TAREFA ESCRITA A »
No texto sobre storytelling, de que empresa Steve Jobs é apresentado como cofundador?

PASSAGEM SELECIONADA »
Storytelling: contar estórias que vendem

Do Capuchinho Vermelho ao Water Project. A disciplina de contar estórias que vendem nas ferramentas da Comunicação.

Era uma vez…

Nos anos 50, uma estudante universitária entrega o seu filho a um casal da classe trabalhadora.

O jovem entra numa universidade privada que não consegue pagar e acaba por desistir dos estudos.

Integra uma incipiente empresa tecnológica, de onde é despedido.

Regressa, anos depois, e transforma-a numa potência mundial.

A narrativa parece pertencer a um herói de contos de fadas. Não falta nenhum ingrediente: coragem, sofrimento, amor e dedicação.

Trata-se, na verdade, da estória bem real de Steve Jobs, cofundador da Apple.

Uma narrativa que se confunde com a própria marca e integra a sua estratégia de comunicação.

 

 

O caso da Apple ilustra a importância das estórias para as Relações Públicas.

O storytelling enquanto estratégia comunicacional nasce a partir de um desejo básico e comum a todos os seres humanos: a vontade de serem conquistados.

Do Neolítico à propagação do @

“Scratch the surface in a typical boardroom and we’re all just cavemen with briefcases, hungry for a wise person to tell us stories.”

[«Debaixo da superfície, numa típica sala de reuniões, somos todos homens das cavernas com pastas, desejosos que uma pessoa sábia nos conte estórias».]

Alan Kay, Vice-Presidente da Walt Disney

A arte de contar estórias é tão antiga quanto a Humanidade.

Mesmo antes do desenvolvimento da escrita, o ser humano descobria o poder da narrativa para reter e consolidar o seu conhecimento.

As estórias permitiam aos nossos antepassados transmitir informação e fortalecer os laços comunitários.

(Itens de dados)
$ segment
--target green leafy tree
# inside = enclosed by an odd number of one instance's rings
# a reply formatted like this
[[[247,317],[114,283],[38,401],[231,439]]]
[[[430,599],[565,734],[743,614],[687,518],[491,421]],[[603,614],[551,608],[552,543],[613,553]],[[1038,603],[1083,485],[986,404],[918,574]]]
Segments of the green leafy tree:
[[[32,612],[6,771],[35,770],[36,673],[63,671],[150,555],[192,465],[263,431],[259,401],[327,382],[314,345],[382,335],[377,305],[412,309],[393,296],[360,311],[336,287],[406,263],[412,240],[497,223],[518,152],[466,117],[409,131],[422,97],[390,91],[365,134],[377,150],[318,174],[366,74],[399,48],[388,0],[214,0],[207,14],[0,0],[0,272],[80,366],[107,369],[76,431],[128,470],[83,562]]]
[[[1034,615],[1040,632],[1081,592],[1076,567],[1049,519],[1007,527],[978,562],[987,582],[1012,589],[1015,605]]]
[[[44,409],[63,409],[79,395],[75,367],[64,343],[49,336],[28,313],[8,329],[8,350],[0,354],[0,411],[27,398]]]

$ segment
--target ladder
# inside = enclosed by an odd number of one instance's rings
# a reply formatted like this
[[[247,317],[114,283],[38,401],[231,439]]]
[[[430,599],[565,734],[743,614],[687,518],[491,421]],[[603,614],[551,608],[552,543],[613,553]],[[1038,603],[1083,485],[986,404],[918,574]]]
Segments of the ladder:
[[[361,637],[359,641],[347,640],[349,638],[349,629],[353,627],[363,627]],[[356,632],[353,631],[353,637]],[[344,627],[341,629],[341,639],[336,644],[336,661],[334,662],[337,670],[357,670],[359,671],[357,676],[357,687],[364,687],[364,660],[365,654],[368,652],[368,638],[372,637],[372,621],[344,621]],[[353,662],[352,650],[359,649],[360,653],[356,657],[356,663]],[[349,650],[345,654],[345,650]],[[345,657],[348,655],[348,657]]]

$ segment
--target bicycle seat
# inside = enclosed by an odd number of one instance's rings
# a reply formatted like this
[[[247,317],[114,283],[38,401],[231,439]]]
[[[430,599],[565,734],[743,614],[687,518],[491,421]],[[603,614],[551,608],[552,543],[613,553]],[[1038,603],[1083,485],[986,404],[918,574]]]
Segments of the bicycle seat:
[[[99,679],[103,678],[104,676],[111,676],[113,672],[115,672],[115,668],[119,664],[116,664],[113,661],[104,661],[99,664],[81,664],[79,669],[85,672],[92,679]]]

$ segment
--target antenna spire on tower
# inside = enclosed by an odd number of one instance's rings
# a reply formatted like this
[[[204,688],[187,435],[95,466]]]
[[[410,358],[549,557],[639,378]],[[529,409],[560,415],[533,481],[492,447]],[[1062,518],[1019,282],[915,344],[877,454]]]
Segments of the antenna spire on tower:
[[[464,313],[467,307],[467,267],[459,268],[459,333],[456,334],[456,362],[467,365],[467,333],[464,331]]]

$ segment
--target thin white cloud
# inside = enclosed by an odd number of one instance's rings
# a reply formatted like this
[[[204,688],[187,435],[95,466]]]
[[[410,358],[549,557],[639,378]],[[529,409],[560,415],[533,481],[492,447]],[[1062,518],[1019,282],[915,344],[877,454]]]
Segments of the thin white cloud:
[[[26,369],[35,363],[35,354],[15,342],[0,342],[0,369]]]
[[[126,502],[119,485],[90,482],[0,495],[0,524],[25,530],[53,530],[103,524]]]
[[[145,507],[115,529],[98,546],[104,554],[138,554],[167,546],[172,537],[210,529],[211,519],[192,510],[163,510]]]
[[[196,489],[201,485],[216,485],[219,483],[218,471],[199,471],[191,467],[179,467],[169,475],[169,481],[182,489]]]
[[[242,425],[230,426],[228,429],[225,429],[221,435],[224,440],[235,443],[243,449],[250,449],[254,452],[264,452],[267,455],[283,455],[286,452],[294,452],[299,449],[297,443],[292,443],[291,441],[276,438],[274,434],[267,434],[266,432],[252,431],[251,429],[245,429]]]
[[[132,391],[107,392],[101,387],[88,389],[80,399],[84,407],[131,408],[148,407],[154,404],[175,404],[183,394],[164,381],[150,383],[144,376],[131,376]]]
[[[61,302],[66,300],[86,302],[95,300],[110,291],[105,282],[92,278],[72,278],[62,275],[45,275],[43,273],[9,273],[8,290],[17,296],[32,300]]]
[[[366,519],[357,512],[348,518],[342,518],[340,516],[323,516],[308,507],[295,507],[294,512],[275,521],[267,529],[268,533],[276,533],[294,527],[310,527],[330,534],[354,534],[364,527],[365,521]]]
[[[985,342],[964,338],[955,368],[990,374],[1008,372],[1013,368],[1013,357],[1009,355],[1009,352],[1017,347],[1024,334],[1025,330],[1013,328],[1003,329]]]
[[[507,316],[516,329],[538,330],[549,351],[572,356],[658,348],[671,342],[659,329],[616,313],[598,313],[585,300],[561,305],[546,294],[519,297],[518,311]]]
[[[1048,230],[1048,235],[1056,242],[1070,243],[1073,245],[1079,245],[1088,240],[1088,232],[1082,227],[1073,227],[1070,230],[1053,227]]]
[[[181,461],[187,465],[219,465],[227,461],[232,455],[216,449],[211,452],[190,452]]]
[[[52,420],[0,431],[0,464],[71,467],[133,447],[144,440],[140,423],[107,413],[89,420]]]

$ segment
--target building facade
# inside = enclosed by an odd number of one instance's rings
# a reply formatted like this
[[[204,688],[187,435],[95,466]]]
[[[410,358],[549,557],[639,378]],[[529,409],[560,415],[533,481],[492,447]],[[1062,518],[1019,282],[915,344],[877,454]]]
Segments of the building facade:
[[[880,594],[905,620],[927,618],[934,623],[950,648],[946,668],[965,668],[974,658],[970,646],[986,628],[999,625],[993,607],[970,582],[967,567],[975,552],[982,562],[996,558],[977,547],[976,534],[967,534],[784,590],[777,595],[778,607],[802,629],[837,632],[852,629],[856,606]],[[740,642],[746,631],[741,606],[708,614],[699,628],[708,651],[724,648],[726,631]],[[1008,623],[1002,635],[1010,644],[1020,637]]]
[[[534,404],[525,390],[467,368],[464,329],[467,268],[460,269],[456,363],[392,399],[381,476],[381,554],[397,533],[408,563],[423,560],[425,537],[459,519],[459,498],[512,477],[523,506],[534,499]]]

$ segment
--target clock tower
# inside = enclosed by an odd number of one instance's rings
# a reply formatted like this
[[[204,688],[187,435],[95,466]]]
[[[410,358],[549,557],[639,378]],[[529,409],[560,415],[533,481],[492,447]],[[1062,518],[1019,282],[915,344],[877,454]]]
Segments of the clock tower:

TAREFA ESCRITA B »
Reúna todas as linhas das entradas que contêm a palavra "tower".

RESPOSTA COMPLETA A »
Da Apple.

RESPOSTA COMPLETA B »
--target antenna spire on tower
Segments of the antenna spire on tower:
--target clock tower
Segments of the clock tower:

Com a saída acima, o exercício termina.